An exact restatement of every record is required.

SUPPLIED DATA:
● ● ● ● ● ● ●

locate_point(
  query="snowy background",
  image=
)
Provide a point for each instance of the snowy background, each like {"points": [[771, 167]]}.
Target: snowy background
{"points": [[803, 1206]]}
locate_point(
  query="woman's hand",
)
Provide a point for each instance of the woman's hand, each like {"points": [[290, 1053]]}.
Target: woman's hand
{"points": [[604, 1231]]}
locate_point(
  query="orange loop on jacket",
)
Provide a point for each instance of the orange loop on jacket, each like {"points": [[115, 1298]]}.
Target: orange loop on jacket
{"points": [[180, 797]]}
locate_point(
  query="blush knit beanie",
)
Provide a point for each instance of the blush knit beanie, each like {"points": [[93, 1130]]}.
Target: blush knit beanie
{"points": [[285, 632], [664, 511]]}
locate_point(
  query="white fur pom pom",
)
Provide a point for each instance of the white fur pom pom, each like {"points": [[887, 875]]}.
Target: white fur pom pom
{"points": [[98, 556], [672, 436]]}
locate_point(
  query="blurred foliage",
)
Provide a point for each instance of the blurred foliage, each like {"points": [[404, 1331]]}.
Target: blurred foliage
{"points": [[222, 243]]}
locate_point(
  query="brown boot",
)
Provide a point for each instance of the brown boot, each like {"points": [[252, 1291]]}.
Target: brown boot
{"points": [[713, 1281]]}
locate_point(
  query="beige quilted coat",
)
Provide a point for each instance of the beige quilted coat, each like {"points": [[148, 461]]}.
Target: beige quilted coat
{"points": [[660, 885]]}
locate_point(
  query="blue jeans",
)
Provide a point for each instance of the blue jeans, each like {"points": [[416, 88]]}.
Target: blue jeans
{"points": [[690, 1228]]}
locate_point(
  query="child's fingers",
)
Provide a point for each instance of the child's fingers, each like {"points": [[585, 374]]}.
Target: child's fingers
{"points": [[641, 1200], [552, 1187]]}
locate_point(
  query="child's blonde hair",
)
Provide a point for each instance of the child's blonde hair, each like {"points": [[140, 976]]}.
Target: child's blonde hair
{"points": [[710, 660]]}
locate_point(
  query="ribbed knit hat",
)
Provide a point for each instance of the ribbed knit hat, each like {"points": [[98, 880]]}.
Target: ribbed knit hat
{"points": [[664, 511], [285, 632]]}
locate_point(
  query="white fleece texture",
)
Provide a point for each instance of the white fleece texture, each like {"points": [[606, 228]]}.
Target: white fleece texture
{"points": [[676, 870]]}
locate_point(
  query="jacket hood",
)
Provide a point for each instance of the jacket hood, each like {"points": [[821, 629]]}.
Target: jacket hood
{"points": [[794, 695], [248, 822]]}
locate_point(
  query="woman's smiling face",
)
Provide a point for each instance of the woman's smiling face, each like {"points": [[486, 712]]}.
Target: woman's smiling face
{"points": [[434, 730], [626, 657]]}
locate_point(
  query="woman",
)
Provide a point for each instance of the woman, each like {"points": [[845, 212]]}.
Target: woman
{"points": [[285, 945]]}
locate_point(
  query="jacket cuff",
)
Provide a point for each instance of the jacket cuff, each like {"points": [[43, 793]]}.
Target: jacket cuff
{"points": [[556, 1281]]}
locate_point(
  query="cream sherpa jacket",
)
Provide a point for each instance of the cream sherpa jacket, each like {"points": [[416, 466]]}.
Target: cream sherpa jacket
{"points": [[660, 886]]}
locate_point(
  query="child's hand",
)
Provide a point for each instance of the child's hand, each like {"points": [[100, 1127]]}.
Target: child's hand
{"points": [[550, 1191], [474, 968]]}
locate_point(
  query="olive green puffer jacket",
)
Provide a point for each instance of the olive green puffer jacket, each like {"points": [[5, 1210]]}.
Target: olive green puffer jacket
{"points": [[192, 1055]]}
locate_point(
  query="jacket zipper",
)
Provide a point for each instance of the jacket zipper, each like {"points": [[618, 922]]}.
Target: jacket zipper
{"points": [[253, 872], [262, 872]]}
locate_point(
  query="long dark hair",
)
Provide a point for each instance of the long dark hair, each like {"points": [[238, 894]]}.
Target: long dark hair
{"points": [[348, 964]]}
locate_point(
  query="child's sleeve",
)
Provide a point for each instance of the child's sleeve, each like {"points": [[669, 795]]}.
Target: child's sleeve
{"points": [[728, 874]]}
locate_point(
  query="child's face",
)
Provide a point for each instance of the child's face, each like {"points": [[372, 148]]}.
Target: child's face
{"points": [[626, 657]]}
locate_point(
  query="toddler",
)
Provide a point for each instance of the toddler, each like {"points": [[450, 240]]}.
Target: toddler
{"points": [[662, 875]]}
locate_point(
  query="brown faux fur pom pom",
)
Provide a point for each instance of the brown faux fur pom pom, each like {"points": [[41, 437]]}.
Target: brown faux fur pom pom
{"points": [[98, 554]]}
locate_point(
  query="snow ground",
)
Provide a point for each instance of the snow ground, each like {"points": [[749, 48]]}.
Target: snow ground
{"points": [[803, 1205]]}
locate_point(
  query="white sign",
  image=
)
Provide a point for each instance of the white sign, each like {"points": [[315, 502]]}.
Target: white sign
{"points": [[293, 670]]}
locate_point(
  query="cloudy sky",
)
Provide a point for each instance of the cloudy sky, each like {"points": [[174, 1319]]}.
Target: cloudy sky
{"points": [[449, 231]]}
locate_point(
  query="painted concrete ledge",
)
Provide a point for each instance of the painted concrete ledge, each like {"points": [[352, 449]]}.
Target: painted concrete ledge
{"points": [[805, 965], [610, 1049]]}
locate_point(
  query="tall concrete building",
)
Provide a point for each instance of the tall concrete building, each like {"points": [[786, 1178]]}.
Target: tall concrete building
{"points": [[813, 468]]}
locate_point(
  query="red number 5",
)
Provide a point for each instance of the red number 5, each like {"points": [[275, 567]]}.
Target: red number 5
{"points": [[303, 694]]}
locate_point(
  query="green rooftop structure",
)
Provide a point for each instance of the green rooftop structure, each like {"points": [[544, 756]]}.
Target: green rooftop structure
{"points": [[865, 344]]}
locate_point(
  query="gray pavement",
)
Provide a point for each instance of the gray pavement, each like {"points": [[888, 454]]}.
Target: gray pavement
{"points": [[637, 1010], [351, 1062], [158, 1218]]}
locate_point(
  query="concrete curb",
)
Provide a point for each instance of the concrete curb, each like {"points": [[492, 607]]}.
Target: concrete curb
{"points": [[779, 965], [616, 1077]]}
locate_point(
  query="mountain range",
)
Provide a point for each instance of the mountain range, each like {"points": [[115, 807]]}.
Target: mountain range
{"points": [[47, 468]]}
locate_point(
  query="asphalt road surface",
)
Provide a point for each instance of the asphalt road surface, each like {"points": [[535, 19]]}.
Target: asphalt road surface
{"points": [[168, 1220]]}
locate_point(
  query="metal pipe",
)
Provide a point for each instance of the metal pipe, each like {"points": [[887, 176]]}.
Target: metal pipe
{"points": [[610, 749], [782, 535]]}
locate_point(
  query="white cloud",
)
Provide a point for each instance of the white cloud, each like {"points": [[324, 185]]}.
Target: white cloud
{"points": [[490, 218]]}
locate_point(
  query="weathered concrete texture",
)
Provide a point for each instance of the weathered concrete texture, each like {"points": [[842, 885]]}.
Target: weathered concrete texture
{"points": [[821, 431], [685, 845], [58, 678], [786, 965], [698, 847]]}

● ● ● ● ● ● ●

ANSWER AREA:
locate_point(
  query="snowy background",
  image=
)
Provide a point for each instance of the snowy background, each like {"points": [[771, 167]]}.
Target: snowy background
{"points": [[803, 1206]]}
locate_point(
  query="woman's hand",
)
Provide a point for each instance of the woman's hand, each like {"points": [[290, 1053]]}.
Target: woman's hand
{"points": [[604, 1231]]}
locate_point(
  query="orange loop on jacket",
)
Provide a point for each instance of the orange loop on jacket, each like {"points": [[115, 1298]]}.
Target: orange loop on jacket
{"points": [[180, 797]]}
locate_point(
  query="blush knit beanie",
)
Provide a point for each instance of the blush knit beanie, each like {"points": [[93, 1130]]}.
Target: blush knit beanie
{"points": [[285, 632], [664, 511]]}
locate_point(
  query="white fur pom pom",
)
Provide a point for each instance of the white fur pom pom, each like {"points": [[887, 875]]}.
Target: white fur pom pom
{"points": [[98, 556], [672, 436]]}
locate_point(
  query="blurred foliage",
)
Provide a point for each instance of the blurred foliage, each like {"points": [[404, 1331]]}.
Target: blurred foliage
{"points": [[222, 243]]}
locate_point(
  query="brown boot",
)
Provide a point for each instance of the brown boot, each like {"points": [[252, 1291]]}.
Target: brown boot
{"points": [[713, 1281]]}
locate_point(
  query="beige quilted coat",
)
Provide a point for each instance of the beige quilted coat, each like {"points": [[148, 461]]}.
Target: beige quilted coat
{"points": [[660, 885]]}
locate_point(
  query="blue jeans",
)
Provide a point for each instance of the blue jeans, each like {"points": [[416, 88]]}.
Target: blue jeans
{"points": [[690, 1228]]}
locate_point(
  query="child's fingers",
)
Provide a point for each instance of the child's fingers, each like {"points": [[585, 374]]}.
Target: child's fingers
{"points": [[641, 1200], [552, 1187]]}
locate_point(
  query="child's blonde hair",
)
Provide a point for each instance of the child's blonde hair, each like {"points": [[140, 976]]}.
Target: child's blonde hair
{"points": [[710, 660]]}
locate_point(
  query="ribbed knit hat",
)
Provide a point for each instance of the ribbed knit hat, each like {"points": [[98, 880]]}.
Target: ribbed knit hat
{"points": [[664, 511], [285, 632]]}
locate_point(
  query="white fleece texture",
)
Provide a point for each instance of the white fleece texture, each like {"points": [[606, 228]]}.
Target: white fleece texture
{"points": [[676, 870]]}
locate_point(
  query="jacket hood",
)
Provide a point for each instance of the jacket hood, each like {"points": [[821, 629]]}.
Target: jacket hood
{"points": [[794, 695], [248, 822]]}
locate_point(
  query="woman's smiling face",
)
Provide a point for each instance of the woman's smiling face, each like {"points": [[486, 712]]}.
Target: woman's smiling face
{"points": [[434, 730], [626, 657]]}
locate_point(
  query="woman",
)
Provide a point for each instance of the woman, each like {"points": [[845, 212]]}.
Target: woman
{"points": [[285, 945]]}
locate_point(
  query="jacket cuff",
)
Provide a point for each instance of the jacket cuff, each like {"points": [[43, 793]]}.
Target: jacket cuff
{"points": [[556, 1281]]}
locate_point(
  query="cream sherpa jacket",
)
Provide a point for each instance of the cream sherpa jacket, each like {"points": [[416, 466]]}.
Target: cream sherpa jacket
{"points": [[660, 886]]}
locate_point(
  query="child's hand",
)
Provide a point for each instance of the child's hand, each like {"points": [[100, 1127]]}.
Target: child's hand
{"points": [[550, 1191], [474, 968]]}
locate_point(
  query="olive green puffer jacket",
)
Provide a point for each instance of the olive green puffer jacket, each like {"points": [[5, 1210]]}.
Target: olive green puffer jacket
{"points": [[192, 1055]]}
locate_point(
  query="jacket zipper",
)
Provide a point for each instance of the jacket zipper, each like {"points": [[618, 922]]}.
Target: jacket zipper
{"points": [[253, 872], [262, 872]]}
locate_point(
  query="long dark hair",
)
Provide a point for each instance of the long dark hair, each like {"points": [[238, 894]]}.
Target: long dark hair
{"points": [[348, 964]]}
locate_point(
  query="child's sleeve",
)
Provide a point for each instance of the child's sleeve, each like {"points": [[669, 795]]}.
Target: child's sleeve
{"points": [[728, 874]]}
locate_point(
  query="child's face",
)
Provide a point for each instance of the child's face, each like {"points": [[372, 148]]}.
Target: child's face
{"points": [[626, 657]]}
locate_point(
  query="toddler",
)
Provide a point for each instance of the toddler, each like {"points": [[450, 240]]}.
Target: toddler
{"points": [[662, 875]]}
locate_point(
  query="brown faux fur pom pom",
)
Provide a point for each instance of the brown faux fur pom pom, each like {"points": [[41, 437]]}.
Target: brown faux fur pom pom
{"points": [[98, 554]]}
locate_point(
  query="snow ground",
)
Provide a point for each instance of the snow ground, each like {"points": [[749, 48]]}.
Target: snow ground
{"points": [[803, 1205]]}
locate_point(
  query="white sign",
  image=
)
Provide a point for each instance of the white sign, each like {"points": [[315, 502]]}.
Target: white sign
{"points": [[293, 670]]}
locate_point(
  query="cloudy sky",
)
Provide a point for each instance of the cloudy sky, each like {"points": [[174, 1319]]}.
Target: cloudy sky
{"points": [[449, 231]]}
locate_point(
  query="painted concrete ledge",
)
Provide a point for each instance of the painted concrete ledge, each like {"points": [[352, 449]]}.
Target: painted concrete ledge
{"points": [[805, 965], [610, 1049]]}
locate_point(
  query="tall concrete building",
)
Provide a point for each instance of the tall concrete building, each like {"points": [[786, 1178]]}.
Target: tall concrete building
{"points": [[813, 468]]}
locate_point(
  query="red number 5",
)
Provide a point for each instance of the red number 5, each like {"points": [[275, 567]]}.
Target: red number 5
{"points": [[303, 694]]}
locate_point(
  query="green rooftop structure",
)
Provide a point for each instance of the green rooftop structure, each like {"points": [[544, 756]]}.
Target: green rooftop structure
{"points": [[865, 344]]}
locate_point(
  query="gray pavement",
)
Provide a point for each instance of the gray pavement, each like {"points": [[888, 454]]}.
Target: gray pavement
{"points": [[637, 1010], [351, 1062], [158, 1218]]}
locate_point(
  query="concrete curb",
)
Provide a point for each instance of the concrete curb, each like {"points": [[492, 607]]}.
Target: concrete curb
{"points": [[779, 965], [616, 1077]]}
locate_point(
  query="mountain range",
)
Provide a point for each instance of the mountain range, each like {"points": [[115, 807]]}.
Target: mountain range
{"points": [[47, 468]]}
locate_point(
  query="asphalt road surface",
)
Provide a point for each instance of the asphalt road surface, each like {"points": [[535, 19]]}.
Target: asphalt road surface
{"points": [[168, 1220]]}
locate_point(
  query="metal pipe",
)
Provide a point for each instance of the metal pipe, each like {"points": [[887, 176]]}.
Target: metal pipe
{"points": [[610, 749], [782, 535]]}
locate_point(
  query="white cloud",
)
Provide a point for each instance of the white cloud, each like {"points": [[324, 185]]}.
Target: white cloud
{"points": [[490, 218]]}
locate_point(
  query="weathered concrete texture",
)
Provide a point for each instance of the weathered concrete texture, each like {"points": [[842, 885]]}.
Target: weathered concrete texture
{"points": [[821, 431], [685, 845], [58, 678], [786, 965], [698, 847]]}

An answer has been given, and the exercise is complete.